> Provided records:
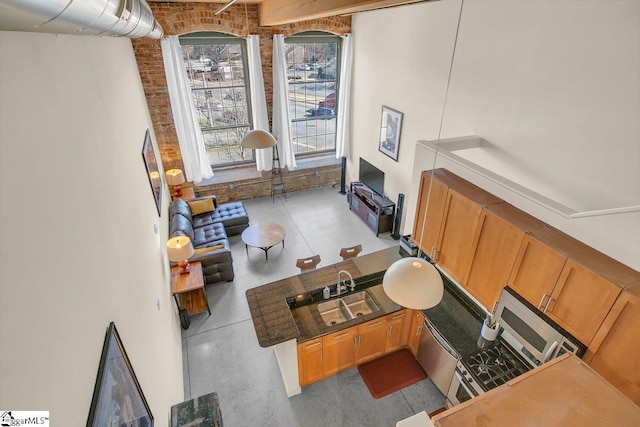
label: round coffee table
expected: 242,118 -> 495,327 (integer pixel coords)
242,223 -> 287,260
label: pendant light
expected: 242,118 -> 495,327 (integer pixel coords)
382,0 -> 464,310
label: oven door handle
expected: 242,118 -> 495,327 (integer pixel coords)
542,341 -> 558,363
453,370 -> 478,398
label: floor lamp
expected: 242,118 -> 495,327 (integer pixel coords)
240,129 -> 287,200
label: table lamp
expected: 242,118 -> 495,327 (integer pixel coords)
167,236 -> 194,274
166,169 -> 184,197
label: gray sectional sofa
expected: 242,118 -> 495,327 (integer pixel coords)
169,196 -> 249,284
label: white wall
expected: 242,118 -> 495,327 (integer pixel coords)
348,0 -> 640,269
0,32 -> 183,426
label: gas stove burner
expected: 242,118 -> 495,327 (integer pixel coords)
478,363 -> 489,375
463,341 -> 528,390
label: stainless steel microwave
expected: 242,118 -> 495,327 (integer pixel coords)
494,286 -> 586,367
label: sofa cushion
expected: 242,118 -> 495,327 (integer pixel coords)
192,222 -> 227,248
169,199 -> 192,222
169,214 -> 194,242
187,198 -> 216,216
211,202 -> 249,232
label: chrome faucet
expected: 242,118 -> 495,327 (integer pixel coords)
336,270 -> 356,296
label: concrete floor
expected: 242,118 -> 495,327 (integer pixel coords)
182,188 -> 444,427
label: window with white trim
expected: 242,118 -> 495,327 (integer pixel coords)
179,32 -> 254,168
285,31 -> 341,157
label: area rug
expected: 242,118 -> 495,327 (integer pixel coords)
358,348 -> 427,399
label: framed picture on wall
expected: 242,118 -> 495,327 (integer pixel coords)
142,129 -> 162,215
87,322 -> 153,427
378,105 -> 403,162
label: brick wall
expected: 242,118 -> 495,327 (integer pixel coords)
133,2 -> 351,199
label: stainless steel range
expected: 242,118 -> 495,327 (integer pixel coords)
447,287 -> 586,405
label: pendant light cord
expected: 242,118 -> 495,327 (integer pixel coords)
418,0 -> 464,264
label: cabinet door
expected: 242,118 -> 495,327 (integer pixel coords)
412,171 -> 448,257
298,338 -> 323,386
407,310 -> 424,356
544,259 -> 621,346
322,327 -> 356,377
355,318 -> 387,365
436,188 -> 482,285
384,310 -> 411,353
463,210 -> 524,310
509,235 -> 567,310
584,291 -> 640,406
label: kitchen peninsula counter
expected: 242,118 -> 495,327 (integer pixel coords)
245,246 -> 401,347
432,353 -> 640,427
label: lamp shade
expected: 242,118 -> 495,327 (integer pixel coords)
167,236 -> 193,262
382,257 -> 444,310
165,169 -> 184,185
240,129 -> 276,148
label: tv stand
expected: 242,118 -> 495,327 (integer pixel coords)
349,182 -> 396,236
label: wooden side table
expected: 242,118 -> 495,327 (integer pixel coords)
171,187 -> 196,202
171,262 -> 211,316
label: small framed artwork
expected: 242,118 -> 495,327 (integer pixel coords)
87,322 -> 153,427
142,129 -> 162,215
378,105 -> 403,162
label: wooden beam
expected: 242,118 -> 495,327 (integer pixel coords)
258,0 -> 431,27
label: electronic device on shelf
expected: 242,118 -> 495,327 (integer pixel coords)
358,157 -> 384,197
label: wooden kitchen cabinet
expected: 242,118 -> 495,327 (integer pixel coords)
583,284 -> 640,406
544,259 -> 622,346
413,169 -> 502,285
297,310 -> 416,386
407,310 -> 424,357
508,235 -> 567,310
384,310 -> 411,353
436,189 -> 482,285
355,318 -> 387,365
463,202 -> 544,310
411,171 -> 449,258
298,338 -> 324,386
322,327 -> 357,377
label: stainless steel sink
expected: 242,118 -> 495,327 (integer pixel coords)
318,298 -> 354,326
342,291 -> 380,317
318,291 -> 380,326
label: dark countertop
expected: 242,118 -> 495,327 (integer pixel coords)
245,246 -> 402,347
422,270 -> 485,356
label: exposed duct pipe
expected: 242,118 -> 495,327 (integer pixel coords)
0,0 -> 164,39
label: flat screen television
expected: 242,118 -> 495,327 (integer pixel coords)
358,157 -> 384,196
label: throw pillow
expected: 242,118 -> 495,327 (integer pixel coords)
187,199 -> 215,215
193,245 -> 224,255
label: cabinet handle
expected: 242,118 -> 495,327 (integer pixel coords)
538,292 -> 547,310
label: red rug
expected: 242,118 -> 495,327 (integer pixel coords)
358,348 -> 427,399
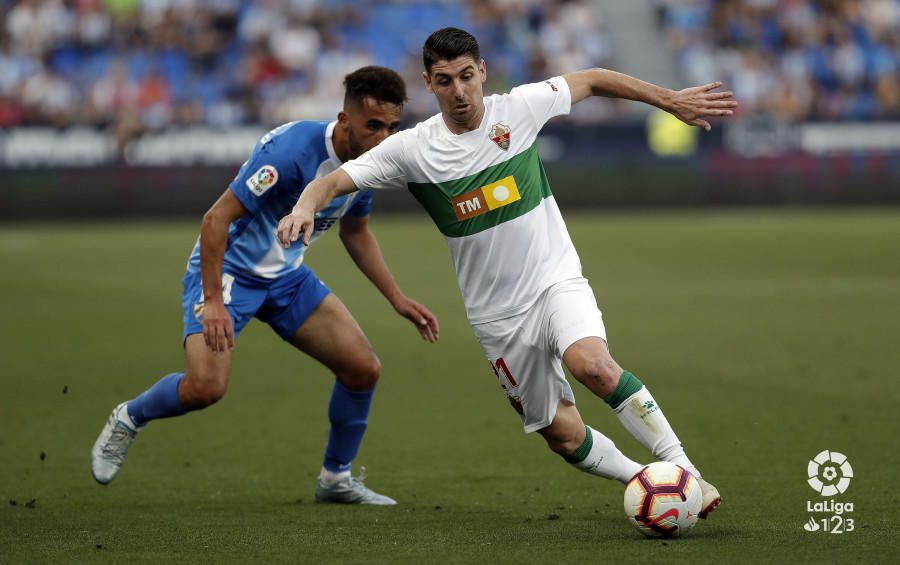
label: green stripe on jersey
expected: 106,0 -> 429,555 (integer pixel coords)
408,143 -> 550,237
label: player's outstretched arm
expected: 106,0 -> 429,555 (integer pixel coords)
341,215 -> 440,343
278,169 -> 356,248
563,69 -> 738,131
200,189 -> 247,352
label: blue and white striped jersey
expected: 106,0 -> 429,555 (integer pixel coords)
187,121 -> 372,279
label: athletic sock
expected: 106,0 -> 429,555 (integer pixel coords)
319,467 -> 350,487
563,426 -> 642,483
127,373 -> 187,427
605,371 -> 700,478
322,381 -> 375,473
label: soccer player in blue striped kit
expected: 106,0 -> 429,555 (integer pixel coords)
91,66 -> 439,505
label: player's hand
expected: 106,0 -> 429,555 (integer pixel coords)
394,296 -> 441,343
203,300 -> 234,353
666,82 -> 737,131
278,204 -> 315,249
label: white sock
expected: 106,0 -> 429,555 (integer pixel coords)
615,386 -> 700,479
319,467 -> 350,487
565,426 -> 643,483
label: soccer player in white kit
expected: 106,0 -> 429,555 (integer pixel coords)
278,28 -> 737,518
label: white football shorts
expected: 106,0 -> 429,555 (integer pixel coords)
472,278 -> 606,433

> What you need to do:
Reproduce the rows from the start through the line containing "584,291 -> 640,406", swapping every "cabinet door" for "cupboard door" and changing nothing else. Leave the pictures out of the answer.

> Output for this exercise:
label: round coffee table
expected: 242,118 -> 495,327 (integer pixel coords)
242,223 -> 287,260
label: pendant light
expected: 242,118 -> 495,327 (integer pixel coords)
382,0 -> 464,310
label: oven door handle
expected: 242,118 -> 495,327 (integer pixel coords)
542,341 -> 558,363
453,370 -> 478,398
label: floor lamp
expected: 242,118 -> 495,327 (integer pixel coords)
240,129 -> 287,200
label: table lamp
expected: 242,118 -> 495,327 (integer pixel coords)
167,236 -> 194,274
166,169 -> 184,197
label: gray sectional sofa
expected: 242,118 -> 495,327 (integer pixel coords)
169,196 -> 249,284
label: white wall
expected: 242,118 -> 495,327 (integer pixel coords)
348,0 -> 640,269
0,32 -> 183,426
label: gas stove burner
expected: 242,118 -> 495,327 (integer pixel coords)
478,363 -> 489,375
463,341 -> 528,390
label: stainless steel microwave
expected: 242,118 -> 495,327 (integer pixel coords)
494,286 -> 586,367
label: sofa cushion
expected: 242,118 -> 495,327 (integer pixel coords)
192,222 -> 227,248
169,199 -> 192,222
169,214 -> 194,242
187,198 -> 216,216
211,202 -> 249,232
label: chrome faucet
expected: 242,118 -> 495,327 (integer pixel coords)
336,270 -> 356,296
label: concrete floor
expected: 242,118 -> 495,327 (integer pixel coords)
182,188 -> 444,427
label: window with white trim
expected: 242,118 -> 495,327 (integer pixel coords)
179,32 -> 254,168
285,31 -> 341,157
label: area rug
expected: 242,118 -> 495,327 (integer pixel coords)
358,348 -> 427,399
label: framed picture on wall
expected: 242,118 -> 495,327 (integer pixel coords)
142,129 -> 162,215
87,322 -> 153,427
378,105 -> 403,162
label: brick wall
expected: 242,118 -> 495,327 (integer pixel coords)
133,2 -> 351,199
label: stainless steel range
expected: 242,118 -> 495,327 (integer pixel coords)
447,287 -> 586,405
label: pendant light cord
expected: 242,118 -> 495,327 (integer pixel coords)
418,0 -> 464,264
label: cupboard door
expected: 242,118 -> 495,327 (integer pixel coords)
412,171 -> 448,257
298,338 -> 323,386
407,310 -> 424,356
544,259 -> 621,346
322,327 -> 356,377
355,318 -> 387,365
436,188 -> 482,285
384,310 -> 411,353
463,210 -> 524,310
509,235 -> 567,310
584,291 -> 640,406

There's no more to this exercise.